▼

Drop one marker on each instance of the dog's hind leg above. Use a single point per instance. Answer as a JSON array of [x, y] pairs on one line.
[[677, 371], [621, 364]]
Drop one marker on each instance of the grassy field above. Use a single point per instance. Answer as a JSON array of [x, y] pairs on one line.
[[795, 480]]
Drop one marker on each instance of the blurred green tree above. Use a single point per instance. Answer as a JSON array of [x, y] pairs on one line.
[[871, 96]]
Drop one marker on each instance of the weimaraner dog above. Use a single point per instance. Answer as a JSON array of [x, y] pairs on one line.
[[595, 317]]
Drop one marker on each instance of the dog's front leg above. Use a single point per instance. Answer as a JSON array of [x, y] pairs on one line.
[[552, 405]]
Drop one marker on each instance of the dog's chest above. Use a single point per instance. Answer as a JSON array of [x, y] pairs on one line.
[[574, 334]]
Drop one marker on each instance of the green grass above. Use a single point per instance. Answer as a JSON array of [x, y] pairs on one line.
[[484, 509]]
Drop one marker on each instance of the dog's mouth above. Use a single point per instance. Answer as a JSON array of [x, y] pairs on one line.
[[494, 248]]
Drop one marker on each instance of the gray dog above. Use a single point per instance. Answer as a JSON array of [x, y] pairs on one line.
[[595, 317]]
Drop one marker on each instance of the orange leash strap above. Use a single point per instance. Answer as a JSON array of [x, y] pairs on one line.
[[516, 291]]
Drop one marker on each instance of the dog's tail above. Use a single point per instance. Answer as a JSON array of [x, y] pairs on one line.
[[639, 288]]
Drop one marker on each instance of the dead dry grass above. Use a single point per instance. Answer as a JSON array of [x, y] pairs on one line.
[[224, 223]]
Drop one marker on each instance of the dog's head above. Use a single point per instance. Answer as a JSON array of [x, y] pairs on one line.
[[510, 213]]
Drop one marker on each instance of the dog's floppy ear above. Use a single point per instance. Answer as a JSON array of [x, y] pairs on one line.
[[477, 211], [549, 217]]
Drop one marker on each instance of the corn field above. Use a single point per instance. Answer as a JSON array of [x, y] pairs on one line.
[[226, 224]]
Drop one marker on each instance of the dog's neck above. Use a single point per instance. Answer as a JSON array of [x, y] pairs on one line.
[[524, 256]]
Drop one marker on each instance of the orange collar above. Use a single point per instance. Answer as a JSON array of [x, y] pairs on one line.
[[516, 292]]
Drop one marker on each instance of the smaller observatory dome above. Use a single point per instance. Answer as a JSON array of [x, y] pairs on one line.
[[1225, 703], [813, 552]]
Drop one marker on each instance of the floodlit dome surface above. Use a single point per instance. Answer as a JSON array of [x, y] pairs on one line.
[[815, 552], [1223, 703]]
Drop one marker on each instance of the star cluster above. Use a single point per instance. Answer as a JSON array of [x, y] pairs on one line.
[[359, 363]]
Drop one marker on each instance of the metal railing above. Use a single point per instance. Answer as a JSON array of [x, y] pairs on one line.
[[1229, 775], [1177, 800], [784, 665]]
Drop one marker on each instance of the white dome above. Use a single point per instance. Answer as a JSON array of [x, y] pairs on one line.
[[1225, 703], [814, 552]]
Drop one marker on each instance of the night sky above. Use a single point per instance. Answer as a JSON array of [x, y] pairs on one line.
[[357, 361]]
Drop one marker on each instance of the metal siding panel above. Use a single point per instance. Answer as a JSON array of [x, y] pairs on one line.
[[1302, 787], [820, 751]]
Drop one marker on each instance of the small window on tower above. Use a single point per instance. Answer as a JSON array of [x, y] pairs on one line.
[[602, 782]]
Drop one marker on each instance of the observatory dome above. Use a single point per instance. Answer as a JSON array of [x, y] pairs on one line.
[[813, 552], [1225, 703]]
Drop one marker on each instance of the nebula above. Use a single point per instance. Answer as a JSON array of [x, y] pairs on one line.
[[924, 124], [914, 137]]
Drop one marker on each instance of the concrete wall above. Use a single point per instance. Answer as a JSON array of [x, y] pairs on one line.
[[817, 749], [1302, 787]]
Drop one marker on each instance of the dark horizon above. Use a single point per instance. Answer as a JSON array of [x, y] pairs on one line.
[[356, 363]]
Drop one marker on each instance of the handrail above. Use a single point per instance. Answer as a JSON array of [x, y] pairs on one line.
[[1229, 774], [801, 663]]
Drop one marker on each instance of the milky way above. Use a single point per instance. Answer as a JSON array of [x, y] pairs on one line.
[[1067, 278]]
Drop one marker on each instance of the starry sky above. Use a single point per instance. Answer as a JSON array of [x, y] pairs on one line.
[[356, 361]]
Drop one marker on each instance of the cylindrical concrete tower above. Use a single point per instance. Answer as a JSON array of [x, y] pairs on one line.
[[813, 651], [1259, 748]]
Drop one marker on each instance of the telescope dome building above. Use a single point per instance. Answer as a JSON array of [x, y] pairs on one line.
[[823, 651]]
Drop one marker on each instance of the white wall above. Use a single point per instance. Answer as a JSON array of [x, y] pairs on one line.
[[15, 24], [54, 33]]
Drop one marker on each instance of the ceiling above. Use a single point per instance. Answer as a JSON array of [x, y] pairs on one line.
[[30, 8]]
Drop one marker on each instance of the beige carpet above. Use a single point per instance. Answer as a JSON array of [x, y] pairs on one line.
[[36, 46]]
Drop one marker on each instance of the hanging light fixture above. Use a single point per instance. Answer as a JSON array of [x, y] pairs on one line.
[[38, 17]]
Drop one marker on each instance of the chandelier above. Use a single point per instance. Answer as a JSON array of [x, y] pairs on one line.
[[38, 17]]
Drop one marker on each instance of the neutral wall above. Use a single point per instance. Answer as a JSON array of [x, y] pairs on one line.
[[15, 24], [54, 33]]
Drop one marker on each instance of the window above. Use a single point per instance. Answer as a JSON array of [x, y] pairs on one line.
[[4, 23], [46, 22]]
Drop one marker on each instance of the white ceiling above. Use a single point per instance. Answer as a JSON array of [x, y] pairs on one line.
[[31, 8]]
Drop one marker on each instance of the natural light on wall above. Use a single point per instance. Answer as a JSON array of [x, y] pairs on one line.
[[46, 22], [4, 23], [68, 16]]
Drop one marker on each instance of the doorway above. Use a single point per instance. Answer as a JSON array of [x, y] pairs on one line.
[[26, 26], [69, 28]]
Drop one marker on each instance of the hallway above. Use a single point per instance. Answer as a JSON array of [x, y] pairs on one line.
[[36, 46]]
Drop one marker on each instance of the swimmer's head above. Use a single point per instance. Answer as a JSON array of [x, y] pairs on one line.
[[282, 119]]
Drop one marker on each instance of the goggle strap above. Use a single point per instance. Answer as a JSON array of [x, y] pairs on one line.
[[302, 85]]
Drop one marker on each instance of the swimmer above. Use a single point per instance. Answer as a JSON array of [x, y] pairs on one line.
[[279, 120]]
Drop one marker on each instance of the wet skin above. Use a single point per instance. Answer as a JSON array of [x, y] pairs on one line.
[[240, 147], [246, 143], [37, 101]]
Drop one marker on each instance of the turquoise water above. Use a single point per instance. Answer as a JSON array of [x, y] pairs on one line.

▲

• _SET TASK_
Transcribe the items above verbatim, from the line with "Drop one marker on each instance of the neutral" up to and including the line with "[[4, 23], [46, 22]]".

• _COMPLETED TASK_
Drop one marker on each instance of the neutral wall above. Use a single point per instance. Answer as a JSON array of [x, y] pairs on one line.
[[15, 24], [54, 33]]
Drop one marker on each instance of the window above. Use a single point per instance. Answer as a JSON array of [x, y] pairs on one line.
[[4, 23], [46, 22]]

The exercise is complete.